= Фрагмент текста =
========================================

Что касается запущенной в оборот версии, то нетрудно было догадаться о её происхождении. У меня на этот счёт есть совершенно точное свидетельство, и, пожалуй, наступило время рассказать о том, как такие небылицы рождаются. Летом 1964 года небольшая делегация известинцев — международные обозреватели газеты В. Леднев, Н. Полянов, Е. Пральников и я с женой отправились в ФРГ по приглашению трех западногерманских газет, близких к правящей коалиции ХДС/ХСС. Ехать очень не хотелось. Страшная жара стояла в то лето в Европе. Горели леса и поля, можно было предположить, что "время отпусков" лишит нас возможности провести интересные встречи. Правда, хозяева газет "Рурнахрихтер", "Райнише пост", "Мюнхен меркур" обещали насыщенную программу. Мы отправились. Уж очень настойчиво советовали в Москве совершить эту важную поездку, намекая при этом, что мы разведываем пути для более важных визитов.

В июле мы вернулись домой, успели выпустить небольшую книгу "Мы видели Западную Германию", получили немало писем из ФРГ, которые свидетельствовали о желании западных немцев развивать с нашей страной дружеские связи. Мы беседовали в ФРГ с канцлером Эрхардом, Вилли Брандтом, крупными промышленниками, рабочими-шахтерами в Руре, спускались с ними в подземные выработки, посещали сталелитейные заводы и фирмы. Генеральный директор фирмы Круппа господин Байте, один из самых важных менеджеров западногерманской промышленности, прервал отпуск, чтобы принять советских журналистов. Состоялось множество дискуссий, интервью брали мы и брали у нас — всё как обычно.

========================================

= Записанные данные =
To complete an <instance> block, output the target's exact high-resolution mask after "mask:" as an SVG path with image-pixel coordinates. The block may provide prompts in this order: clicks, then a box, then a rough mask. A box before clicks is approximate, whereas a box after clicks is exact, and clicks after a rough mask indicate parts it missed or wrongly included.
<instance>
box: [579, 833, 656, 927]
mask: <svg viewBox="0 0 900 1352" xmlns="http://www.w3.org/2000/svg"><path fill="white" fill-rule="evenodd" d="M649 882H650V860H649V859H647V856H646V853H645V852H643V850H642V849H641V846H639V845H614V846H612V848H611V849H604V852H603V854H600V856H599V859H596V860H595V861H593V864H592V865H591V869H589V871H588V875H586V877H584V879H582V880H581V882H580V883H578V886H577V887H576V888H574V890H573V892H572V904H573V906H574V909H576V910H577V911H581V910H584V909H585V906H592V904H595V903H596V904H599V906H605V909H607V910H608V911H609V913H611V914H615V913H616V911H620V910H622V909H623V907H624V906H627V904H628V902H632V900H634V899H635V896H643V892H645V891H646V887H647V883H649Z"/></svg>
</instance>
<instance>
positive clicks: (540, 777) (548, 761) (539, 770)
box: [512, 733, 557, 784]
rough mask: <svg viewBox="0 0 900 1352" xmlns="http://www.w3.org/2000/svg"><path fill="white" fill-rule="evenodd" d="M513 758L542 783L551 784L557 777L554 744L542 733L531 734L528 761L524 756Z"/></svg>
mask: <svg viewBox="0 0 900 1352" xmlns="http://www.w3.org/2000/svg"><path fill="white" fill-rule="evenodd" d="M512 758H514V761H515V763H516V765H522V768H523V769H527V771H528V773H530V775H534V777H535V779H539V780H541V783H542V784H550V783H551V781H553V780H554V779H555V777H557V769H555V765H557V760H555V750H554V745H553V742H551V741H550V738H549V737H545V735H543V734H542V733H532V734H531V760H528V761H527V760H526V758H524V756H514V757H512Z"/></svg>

========================================

Пожалуйста, переведите на английский язык предложение из фрагмента о поездке в ФРГ: «Страшная жара стояла в то лето в Европе». Список никак не связан с фрагментом текста.

= Ваш ответ =
A terrible heat hung over Europe that summer.